(Extract):
Start of Block

UNION COUNTY, NJ — Though parents are their children’s first educators, schoolteachers step in, guiding children from early childhood straight into early adulthood. A little gratitude and recognition can go a long way toward showing appreciation for their dedication and skill.
Mathspace has found a way to honor hardworking teachers. According to a media release, 347 teachers from across North America have been named Mathspace Esteemed Educators for 2020. They have been recognized for their vision and their drive to innovate mathematics education. The program started in 2018 and boasts impressive alumni, but this year’s winners have shown exceptional determination and creativity in the face of adversity.
According to its website, Mathspace is a software designer that uses technology to replicate the benefits of one-to-one teaching and utilizes step-by-step support to help students at the exact moment of misconception. The company’s goal is to be an all-in-one resource that helps teachers teach and students learn. Its core values are purpose, impact, selflessness, continuous improvement and customer love.
Given the global pandemic, during which teachers across North America and the world have been challenged to teach remotely, the Mathspace Esteemed Educators “have demonstrated an outstanding commitment to integrating Mathspace’s adaptive technology into the way they personalize each student’s math journey,” according to the release.
Of the 347 winning educators, 21 come from New Jersey. Remarkably, 15 of those are from Union County: Berkeley Heights teachers Britney Bohling, Sarah Heller, Nicole Manganelli, Justin Polce, Laurie Rossiter, Andrea Sperling and Michelle Stapperfenne; Mountainside teachers Natalie Crisafulli, Rachel Halek and Axl Hirsch; and Rahway teachers Leslie Breen, Sara Obergfell, Toni Robertelli, Jenna Scaletti and Anna Winters.
“Mathspace is an online math program designed to help students achieve math goals,” Hannah Bass, an Esteemed Educator from the Wyckoff School District, said on Sept. 4. “Mathspace names Esteemed Educators every year for teachers’ innovative use of Mathspace in the classroom. I had no idea I was nominated until I got an email saying I was named by Mathspace.”
What set Bass apart from other teachers was her tenacity.
“I was able to assign Mathspace to students who wanted more practice on specific skills, individualizing lessons to meet student needs,” Bass said. “I am honored to be named an Esteemed Educator, since this was my first year using the program. I look forward to continuing to innovate more in the future.”
In a telephone interview on Sept. 6, Justin Polce explained what makes Mathspace special.
“Mathspace is an interactive web application that enables students to dynamically complete homework assignments,” Polce said. “They can try problems and get instant feedback, watch instructional videos, or complete extra problems for more practice. Think of it as an interactive textbook for multiple math subjects.”
Polce’s use of the program changed when the pandemic hit.
“I first heard of Mathspace Esteemed Educators last year, when schools closed due to the pandemic, and our classrooms drastically changed from in-class to virtual work-from-home,” Polce said. “It was a difficult time, and we were unexpectedly thrown new challenges. Mathsapce was a tool that helped me transition from in-person to virtual. I have incorporated it into my class for years, so it felt natural to use, and I think it helped the students out a lot.

End of Block

(Dataset extract):
Start of Block

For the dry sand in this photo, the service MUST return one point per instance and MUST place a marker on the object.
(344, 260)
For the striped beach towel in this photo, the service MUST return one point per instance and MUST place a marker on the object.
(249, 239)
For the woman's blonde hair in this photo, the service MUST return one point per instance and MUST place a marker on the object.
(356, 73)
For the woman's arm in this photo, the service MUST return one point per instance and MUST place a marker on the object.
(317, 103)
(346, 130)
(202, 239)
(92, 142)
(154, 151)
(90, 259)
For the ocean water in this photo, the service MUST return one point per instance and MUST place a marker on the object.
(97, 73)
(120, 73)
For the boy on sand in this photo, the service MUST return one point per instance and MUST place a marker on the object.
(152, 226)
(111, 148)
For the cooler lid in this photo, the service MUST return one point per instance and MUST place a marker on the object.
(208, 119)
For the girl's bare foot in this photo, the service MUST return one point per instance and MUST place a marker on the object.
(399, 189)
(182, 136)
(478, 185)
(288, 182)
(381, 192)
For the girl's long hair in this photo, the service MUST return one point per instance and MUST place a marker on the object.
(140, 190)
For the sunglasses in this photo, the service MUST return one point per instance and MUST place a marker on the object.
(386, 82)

End of Block

(Task to complete):
Can you write out the stretch of the Mathspace article from "In a telephone" through "the pandemic hit.", word for word? The records have no connection to the Mathspace article.

(Response to the task):
In a telephone interview on Sept. 6, Justin Polce explained what makes Mathspace special.
“Mathspace is an interactive web application that enables students to dynamically complete homework assignments,” Polce said. “They can try problems and get instant feedback, watch instructional videos, or complete extra problems for more practice. Think of it as an interactive textbook for multiple math subjects.”
Polce’s use of the program changed when the pandemic hit.